Exercise objective
Write the next part of the text on tracking a node's firmware update, starting after its final sentence.

I would like to point out that the firmware update process is a bit hard to track because it inverts the control: once you requested a node to update its firmware, it takes over as the logical master of the following exchange:
A unit U (say, Yukon, or an autopilot, companion computer, whatever) calls uavcan.node.ExecuteCommand on a node N requesting it to update its software. The request contains the name of the image file.
The node N receives the request, sends a response, and (unless the request is for some reason denied) takes over from here. The unit U at this point is no longer in charge of the process.
The node N repeatedly requests uavcan.file.Read on the unit U using the file name supplied in the first step until the file is transferred.
The node N makes sure things are okay and starts executing the new software.
The inversion of control that occurs at the step 2 makes the progress tracking slightly non-trivial. You can easily detect only the beginning of the update process when the target node N responds with a confirmation saying that okay, it is going to update its firmware. Everything that follows can be observed only indirectly:
Monitor if the target node has restarted (but it’s not required to – theoretically, some nodes may implement some form of hot-swapping, updating themselves as they go).

Material shown
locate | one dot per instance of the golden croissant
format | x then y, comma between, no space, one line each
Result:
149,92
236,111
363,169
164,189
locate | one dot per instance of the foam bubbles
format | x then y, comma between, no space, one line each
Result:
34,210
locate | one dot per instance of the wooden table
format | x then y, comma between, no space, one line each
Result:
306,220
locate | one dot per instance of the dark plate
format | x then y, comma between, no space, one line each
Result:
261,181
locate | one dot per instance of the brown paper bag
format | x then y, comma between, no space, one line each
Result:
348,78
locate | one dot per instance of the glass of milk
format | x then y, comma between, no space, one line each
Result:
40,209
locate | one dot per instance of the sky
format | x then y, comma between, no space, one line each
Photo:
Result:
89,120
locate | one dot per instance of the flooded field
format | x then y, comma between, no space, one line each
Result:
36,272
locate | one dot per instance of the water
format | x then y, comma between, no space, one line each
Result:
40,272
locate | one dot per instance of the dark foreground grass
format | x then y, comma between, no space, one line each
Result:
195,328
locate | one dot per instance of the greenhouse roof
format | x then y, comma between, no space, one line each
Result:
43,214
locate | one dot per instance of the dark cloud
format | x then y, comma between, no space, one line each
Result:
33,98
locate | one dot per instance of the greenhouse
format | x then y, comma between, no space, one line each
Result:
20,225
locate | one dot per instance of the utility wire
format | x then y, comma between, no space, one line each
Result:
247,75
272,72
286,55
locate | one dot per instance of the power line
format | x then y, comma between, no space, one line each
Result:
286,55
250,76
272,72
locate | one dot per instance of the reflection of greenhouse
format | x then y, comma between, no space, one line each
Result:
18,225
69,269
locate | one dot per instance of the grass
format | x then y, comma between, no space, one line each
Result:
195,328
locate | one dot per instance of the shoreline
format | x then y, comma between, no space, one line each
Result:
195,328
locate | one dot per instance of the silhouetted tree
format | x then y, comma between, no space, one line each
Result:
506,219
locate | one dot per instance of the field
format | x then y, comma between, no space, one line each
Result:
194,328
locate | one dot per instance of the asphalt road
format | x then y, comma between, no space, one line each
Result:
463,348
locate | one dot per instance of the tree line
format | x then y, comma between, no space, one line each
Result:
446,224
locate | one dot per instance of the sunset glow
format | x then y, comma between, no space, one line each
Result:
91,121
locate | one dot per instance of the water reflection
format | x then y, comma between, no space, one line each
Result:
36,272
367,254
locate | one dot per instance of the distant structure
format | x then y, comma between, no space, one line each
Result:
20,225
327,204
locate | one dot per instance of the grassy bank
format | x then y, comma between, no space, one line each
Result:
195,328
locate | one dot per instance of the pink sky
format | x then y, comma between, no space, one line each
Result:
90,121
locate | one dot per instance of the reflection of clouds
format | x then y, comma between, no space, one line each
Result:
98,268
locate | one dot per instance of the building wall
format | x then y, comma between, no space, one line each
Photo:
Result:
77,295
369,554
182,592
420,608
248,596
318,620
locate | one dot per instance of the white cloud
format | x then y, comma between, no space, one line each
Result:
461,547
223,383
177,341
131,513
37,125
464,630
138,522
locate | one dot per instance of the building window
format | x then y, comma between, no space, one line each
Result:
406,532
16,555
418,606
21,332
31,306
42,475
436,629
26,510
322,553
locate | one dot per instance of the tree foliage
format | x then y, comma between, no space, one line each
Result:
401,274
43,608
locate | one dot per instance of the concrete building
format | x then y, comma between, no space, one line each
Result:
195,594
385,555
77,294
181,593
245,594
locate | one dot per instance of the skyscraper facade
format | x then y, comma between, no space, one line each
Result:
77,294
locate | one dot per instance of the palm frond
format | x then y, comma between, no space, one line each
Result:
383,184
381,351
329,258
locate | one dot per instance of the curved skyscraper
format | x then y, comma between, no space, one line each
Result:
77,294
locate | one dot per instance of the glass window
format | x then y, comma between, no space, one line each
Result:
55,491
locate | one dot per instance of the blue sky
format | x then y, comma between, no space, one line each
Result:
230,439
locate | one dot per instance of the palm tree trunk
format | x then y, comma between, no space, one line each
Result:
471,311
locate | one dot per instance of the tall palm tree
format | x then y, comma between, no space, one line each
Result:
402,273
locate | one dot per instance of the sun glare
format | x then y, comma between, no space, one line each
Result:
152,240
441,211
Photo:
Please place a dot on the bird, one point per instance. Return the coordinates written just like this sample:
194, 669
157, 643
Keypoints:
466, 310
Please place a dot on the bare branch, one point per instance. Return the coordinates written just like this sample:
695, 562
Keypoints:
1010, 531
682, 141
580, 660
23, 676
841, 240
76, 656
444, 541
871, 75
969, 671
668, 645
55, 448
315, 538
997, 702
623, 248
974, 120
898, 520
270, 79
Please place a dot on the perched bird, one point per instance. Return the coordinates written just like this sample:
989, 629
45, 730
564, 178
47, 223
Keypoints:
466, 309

Written response
Monitor the firmware file read requests. You can detect when the node whose ID matches N reads the specified firmware file. Knowing the size of the file you can determine how far along the update process the node is. However, it is not required to read the file sequentially, so this is a further complication.
Monitor diagnostic messages (uavcan.diagnostic.Record) from the node N. These are not formalized so hard to track automatically (that is, unless we’ve built in some kind of weak AI capability into Yukon which would interpret the meaning of log messages )
Would it not be easier to leave this to the user, at least for now? The user (being capable of abstract thinking and understanding, seeing as it’s likely to be a human being) should be able to deduce what’s happening by looking at the available controls & indicators.
As for the other undergoing procedures, I think we could generalize this into a simple display, like a set of tiny indicators, showing the currently pending service requests. Say, you send uavcan.node.ExecuteCommand to a node N, and its status display on Yukon lights up an indicator showing that the node is yet to send a response to such and such request. When the node responds, the indicator disappears. If the request has timed out, the indicator turns red or something. This feature is by no means critical and I weakly suggest to push back on this.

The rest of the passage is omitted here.